_TEXTO BASE_:
▬▬▬▬▬▬▬▬▬▬

Moacir Andrade: paixão perene pela cultura amazônica (2)


Em 1946, Moacir Andrade começou a trabalhar durante o dia como auxiliar de escritório da firma comercial Ciex S.A., de Isaac Benzecry, que se tornou seu grande amigo e um dos principais incentivadores para que o artista se dedicasse ao paisagismo amazônico, e na parte da noite, dava expediente como revisor do Jornal do Commercio.

Durante uma reunião informal de jornalistas, no Café do Pina, na Praça da Polícia, ele conhece Aristóphano Antony, proprietário do vespertino “A Tarde”. A conversa entre os dois sobre cultura, antropologia e folclore amazônico rendeu a Moacir um convite para colaborar no vespertino.

Seus primeiros textos, indicando uma futura carreira de escritor, historiador e poeta, são publicados em “A Tarde”. Foi também no Café do Pina que Moacir conheceu o lendário jornalista Ubiratan de Lemos, um dos mais talentosos repórteres da revista O Cruzeiro, pertencente ao empresário e jornalista Assis Chateaubriand.

Em 1948, Moacir foi contratado como desenhista de construção civil da empresa Mário Novelli, que construiu o Sanatório Adriano Jorge, no bairro da Cachoeirinha. No mesmo ano, a convite do jornalista Assis Chateaubriand, realiza sua primeira exposição no Rio de Janeiro, no salão de eventos do charmoso Hotel Glória, onde conhece os grandes intelectuais da então capital da República: Austregésilo de Ataíde, Carlos Drummond de Andrade, Manuel Bandeira, Rubem Braga, Vinícius de Moraes, Pascoal Carlos Magno, Raquel de Queiroz, Clarice Lispector, Guilherme de Almeida, Dinah Silveira de Queiroz, Antônio Olinto, David Nasser, Graciliano Ramos e Leandro Tocantins, entre outros.

O jornalista e escritor Graciliano Ramos é um dos mais empolgados com a exposição e publica o seguinte texto no jornal carioca Correio da Manhã:

Moacir Andrade, pintor, historiador, poeta, investigador, desenhista, é homem de mil atividades culturais, ressaltando-se, e com justa razão, a de pintor, na qual sua contribuição às artes do Brasil é incalculável. A vocação de artista plástico veio-lhe muito cedo, quando ainda era uma criança de apenas seis anos. Aos quatorze anos já demonstrava o seu poder inato de um futuro artista. Mais tarde, muito mais tarde, nos idos de 1941, o pintor já mostrava para os céus as suas poderosas asas de pássaro de grande voos. Caracterizou-o, entretanto, um acendrado amor pela sua terra, pela sua gente e se existe obra que possa ser chamada de brasileira é a dele.

▬▬▬▬▬▬▬▬▬▬

_TAREFA_:
Reproduza, sem nenhuma alteração, tudo o que vai de “Moacir Andrade: paixão” até “colaborar no vespertino.” no texto sobre Moacir Andrade. As linhas abaixo vêm de outra fonte.

[Linhas de um conjunto de dados]

▬▬▬▬▬▬▬▬▬▬

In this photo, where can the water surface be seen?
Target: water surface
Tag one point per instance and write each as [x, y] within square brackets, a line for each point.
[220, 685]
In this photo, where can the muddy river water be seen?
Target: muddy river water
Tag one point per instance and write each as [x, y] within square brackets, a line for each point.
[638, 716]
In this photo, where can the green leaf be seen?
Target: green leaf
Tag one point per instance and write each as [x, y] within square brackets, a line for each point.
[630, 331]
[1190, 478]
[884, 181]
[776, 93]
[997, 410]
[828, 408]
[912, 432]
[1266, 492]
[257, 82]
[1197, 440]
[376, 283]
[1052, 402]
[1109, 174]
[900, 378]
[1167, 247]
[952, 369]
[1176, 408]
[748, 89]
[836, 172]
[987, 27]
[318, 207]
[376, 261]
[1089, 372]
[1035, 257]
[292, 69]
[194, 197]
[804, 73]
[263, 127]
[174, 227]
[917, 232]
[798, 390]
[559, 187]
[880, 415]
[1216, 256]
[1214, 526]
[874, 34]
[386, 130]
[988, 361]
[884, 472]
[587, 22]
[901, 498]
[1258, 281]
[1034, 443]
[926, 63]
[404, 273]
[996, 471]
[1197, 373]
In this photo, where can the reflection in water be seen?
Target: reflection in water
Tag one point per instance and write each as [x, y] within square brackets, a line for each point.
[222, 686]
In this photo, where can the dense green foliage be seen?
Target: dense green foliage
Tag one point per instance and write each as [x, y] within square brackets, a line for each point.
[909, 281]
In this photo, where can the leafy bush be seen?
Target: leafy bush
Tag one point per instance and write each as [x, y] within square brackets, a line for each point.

▬▬▬▬▬▬▬▬▬▬

_RESPOSTA_:
Moacir Andrade: paixão perene pela cultura amazônica (2)


Em 1946, Moacir Andrade começou a trabalhar durante o dia como auxiliar de escritório da firma comercial Ciex S.A., de Isaac Benzecry, que se tornou seu grande amigo e um dos principais incentivadores para que o artista se dedicasse ao paisagismo amazônico, e na parte da noite, dava expediente como revisor do Jornal do Commercio.

Durante uma reunião informal de jornalistas, no Café do Pina, na Praça da Polícia, ele conhece Aristóphano Antony, proprietário do vespertino “A Tarde”. A conversa entre os dois sobre cultura, antropologia e folclore amazônico rendeu a Moacir um convite para colaborar no vespertino.